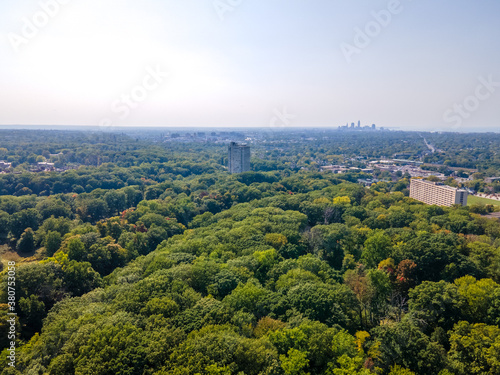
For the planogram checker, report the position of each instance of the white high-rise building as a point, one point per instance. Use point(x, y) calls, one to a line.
point(437, 193)
point(239, 158)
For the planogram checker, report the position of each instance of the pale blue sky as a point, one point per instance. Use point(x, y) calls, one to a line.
point(90, 63)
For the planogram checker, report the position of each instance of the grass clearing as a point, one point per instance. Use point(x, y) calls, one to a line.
point(472, 199)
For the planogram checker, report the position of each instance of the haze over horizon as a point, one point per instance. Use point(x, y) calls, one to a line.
point(412, 65)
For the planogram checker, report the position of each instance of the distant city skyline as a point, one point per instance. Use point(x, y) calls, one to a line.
point(410, 65)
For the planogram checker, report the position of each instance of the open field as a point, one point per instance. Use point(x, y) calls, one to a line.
point(472, 199)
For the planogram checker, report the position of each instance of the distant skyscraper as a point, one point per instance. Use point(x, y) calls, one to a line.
point(239, 158)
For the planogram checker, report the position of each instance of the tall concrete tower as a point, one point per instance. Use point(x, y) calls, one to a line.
point(239, 158)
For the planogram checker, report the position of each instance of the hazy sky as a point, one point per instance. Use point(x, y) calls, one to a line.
point(423, 64)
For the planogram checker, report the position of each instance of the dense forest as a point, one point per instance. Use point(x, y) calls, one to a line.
point(147, 257)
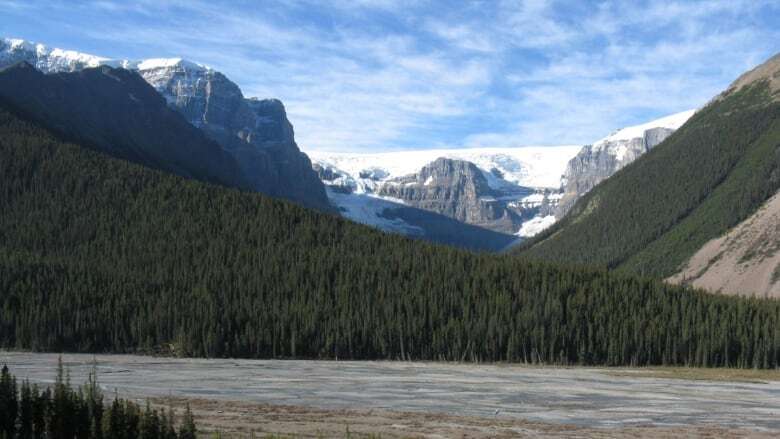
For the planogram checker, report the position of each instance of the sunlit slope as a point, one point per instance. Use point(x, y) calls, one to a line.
point(102, 255)
point(650, 217)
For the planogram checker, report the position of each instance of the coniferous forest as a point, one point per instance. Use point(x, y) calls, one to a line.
point(101, 255)
point(62, 411)
point(652, 216)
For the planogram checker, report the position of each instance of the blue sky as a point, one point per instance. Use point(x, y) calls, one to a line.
point(371, 75)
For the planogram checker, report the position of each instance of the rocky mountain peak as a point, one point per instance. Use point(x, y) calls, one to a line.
point(768, 71)
point(598, 161)
point(256, 132)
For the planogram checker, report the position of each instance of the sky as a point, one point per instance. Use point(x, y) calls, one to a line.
point(386, 75)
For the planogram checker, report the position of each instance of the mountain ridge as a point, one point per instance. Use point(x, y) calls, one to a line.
point(652, 216)
point(211, 102)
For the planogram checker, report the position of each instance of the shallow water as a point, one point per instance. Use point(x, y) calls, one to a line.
point(582, 396)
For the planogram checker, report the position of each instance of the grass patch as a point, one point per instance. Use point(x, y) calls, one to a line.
point(700, 373)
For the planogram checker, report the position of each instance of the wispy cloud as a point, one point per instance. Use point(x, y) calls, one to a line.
point(378, 74)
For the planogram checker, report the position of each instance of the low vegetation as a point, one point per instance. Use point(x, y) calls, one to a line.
point(61, 411)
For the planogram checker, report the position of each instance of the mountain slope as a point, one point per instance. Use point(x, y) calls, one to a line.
point(498, 189)
point(745, 261)
point(598, 161)
point(256, 132)
point(708, 176)
point(115, 111)
point(99, 254)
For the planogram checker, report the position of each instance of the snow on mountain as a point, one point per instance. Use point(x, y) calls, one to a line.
point(603, 158)
point(671, 122)
point(535, 226)
point(530, 166)
point(256, 132)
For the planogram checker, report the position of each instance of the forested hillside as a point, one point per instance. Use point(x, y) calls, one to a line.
point(652, 216)
point(99, 254)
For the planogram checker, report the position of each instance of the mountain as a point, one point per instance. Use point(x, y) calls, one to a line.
point(256, 132)
point(454, 188)
point(495, 188)
point(716, 171)
point(117, 112)
point(99, 254)
point(603, 158)
point(744, 261)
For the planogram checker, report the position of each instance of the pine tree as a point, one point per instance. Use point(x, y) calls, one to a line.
point(9, 406)
point(26, 410)
point(188, 429)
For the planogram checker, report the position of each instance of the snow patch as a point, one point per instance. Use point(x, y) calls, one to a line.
point(535, 226)
point(673, 122)
point(528, 166)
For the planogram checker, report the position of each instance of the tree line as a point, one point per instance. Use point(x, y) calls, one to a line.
point(61, 411)
point(653, 215)
point(102, 255)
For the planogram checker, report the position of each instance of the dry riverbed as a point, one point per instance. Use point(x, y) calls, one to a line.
point(397, 399)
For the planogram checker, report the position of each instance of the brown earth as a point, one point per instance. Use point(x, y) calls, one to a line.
point(241, 419)
point(745, 261)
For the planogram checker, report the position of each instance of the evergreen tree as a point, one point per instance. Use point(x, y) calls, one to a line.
point(188, 429)
point(26, 410)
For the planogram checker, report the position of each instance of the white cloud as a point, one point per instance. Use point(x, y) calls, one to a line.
point(379, 74)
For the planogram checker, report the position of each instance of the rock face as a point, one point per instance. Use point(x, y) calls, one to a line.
point(256, 132)
point(118, 113)
point(745, 261)
point(495, 188)
point(600, 160)
point(454, 188)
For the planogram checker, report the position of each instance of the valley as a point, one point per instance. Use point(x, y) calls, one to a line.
point(491, 219)
point(398, 399)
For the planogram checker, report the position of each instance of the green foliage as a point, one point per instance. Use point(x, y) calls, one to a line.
point(656, 213)
point(98, 254)
point(65, 413)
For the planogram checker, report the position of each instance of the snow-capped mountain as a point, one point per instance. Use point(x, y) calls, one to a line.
point(495, 188)
point(256, 132)
point(595, 162)
point(529, 166)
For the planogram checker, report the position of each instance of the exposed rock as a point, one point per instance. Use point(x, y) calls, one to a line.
point(256, 132)
point(118, 113)
point(745, 261)
point(600, 160)
point(457, 189)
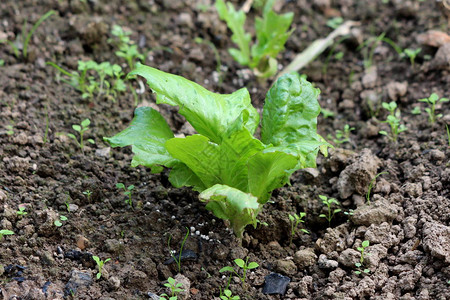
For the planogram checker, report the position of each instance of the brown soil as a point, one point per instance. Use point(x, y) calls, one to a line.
point(407, 222)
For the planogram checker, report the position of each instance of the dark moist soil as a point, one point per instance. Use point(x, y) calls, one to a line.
point(407, 222)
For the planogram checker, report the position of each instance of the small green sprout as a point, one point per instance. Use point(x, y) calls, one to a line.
point(244, 265)
point(335, 22)
point(448, 134)
point(227, 295)
point(412, 54)
point(100, 264)
point(127, 49)
point(295, 220)
point(272, 32)
point(342, 136)
point(21, 212)
point(327, 113)
point(5, 232)
point(432, 101)
point(88, 194)
point(10, 130)
point(81, 129)
point(331, 212)
point(416, 111)
point(127, 192)
point(58, 223)
point(358, 265)
point(372, 182)
point(393, 119)
point(172, 253)
point(26, 36)
point(175, 289)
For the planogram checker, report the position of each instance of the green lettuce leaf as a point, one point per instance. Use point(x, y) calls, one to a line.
point(217, 164)
point(232, 204)
point(268, 171)
point(271, 34)
point(147, 134)
point(235, 21)
point(290, 119)
point(211, 114)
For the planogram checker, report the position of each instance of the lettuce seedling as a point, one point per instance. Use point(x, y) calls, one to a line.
point(234, 171)
point(271, 34)
point(432, 101)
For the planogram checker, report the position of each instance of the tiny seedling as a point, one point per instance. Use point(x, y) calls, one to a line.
point(127, 192)
point(84, 126)
point(372, 182)
point(393, 119)
point(127, 49)
point(175, 289)
point(412, 54)
point(272, 32)
point(10, 130)
point(331, 212)
point(342, 136)
point(295, 220)
point(335, 22)
point(172, 253)
point(416, 111)
point(358, 265)
point(100, 264)
point(227, 295)
point(5, 232)
point(58, 223)
point(88, 194)
point(327, 113)
point(25, 36)
point(21, 212)
point(244, 265)
point(432, 101)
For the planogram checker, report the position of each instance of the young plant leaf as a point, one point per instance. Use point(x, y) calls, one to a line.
point(232, 204)
point(147, 134)
point(211, 114)
point(290, 119)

=-=-=

THE TASK: Copy the rows from the line with "of the tall" up to and including the line with "point(700, 373)", requests included, and scale every point coordinate in the answers by 2.5, rounding to whole numbers with halves rounded up. Leave out the pictures.

RESULT FOR THIS TASK:
For the planogram checker, report the position of each instance of the tall concrete tower as a point, one point per instance. Use point(x, y) calls, one to a line.
point(598, 395)
For the planogram checker, report the position of each instance of the hazy sky as a point, one point per instance. Use point(x, y) calls, one to a line.
point(1058, 160)
For the planogram checker, report the position of each instance of the dense forest as a point, one point per instance. Use point(x, y) calls, one to a line.
point(368, 643)
For the planogram checker, report the position of each instance of the sunlit slope as a point, one point per instance. Use point(x, y) calls, one to a line.
point(255, 638)
point(1625, 543)
For the planogram checker, report the position of each instance of the coniferous forest as a point, one point per instance. Use point(x, y) calls, one to a line.
point(253, 638)
point(155, 1028)
point(1630, 540)
For the planogram checker, report the position of each instance of the blue sky as a point, one point per instance. Use point(x, y) calls, one to a line.
point(928, 188)
For the planogram checker, report the position of each instance of the rocky mountain peak as a point, one point per instance. Use point(x, y) calls, one to a line.
point(1920, 178)
point(1495, 403)
point(640, 330)
For the planogram checker, report the position of each instance of the sky as a point, one point per instance. Use point(x, y) calls, one to a line.
point(965, 188)
For the planogram checker, report the position of each instance of the mountain ridge as a point, one point per instance. Use point(x, y) calls, one to a line.
point(1630, 540)
point(528, 255)
For the planogram checker, report the position of each instance of the shallow water as a point, one point per instance. Use point(x, y) calls, one to a line.
point(1455, 990)
For the planogram checker, report the position of each instance of the grass patch as a point, one point per instance. Use point(x, y) calls, one to a line.
point(1750, 933)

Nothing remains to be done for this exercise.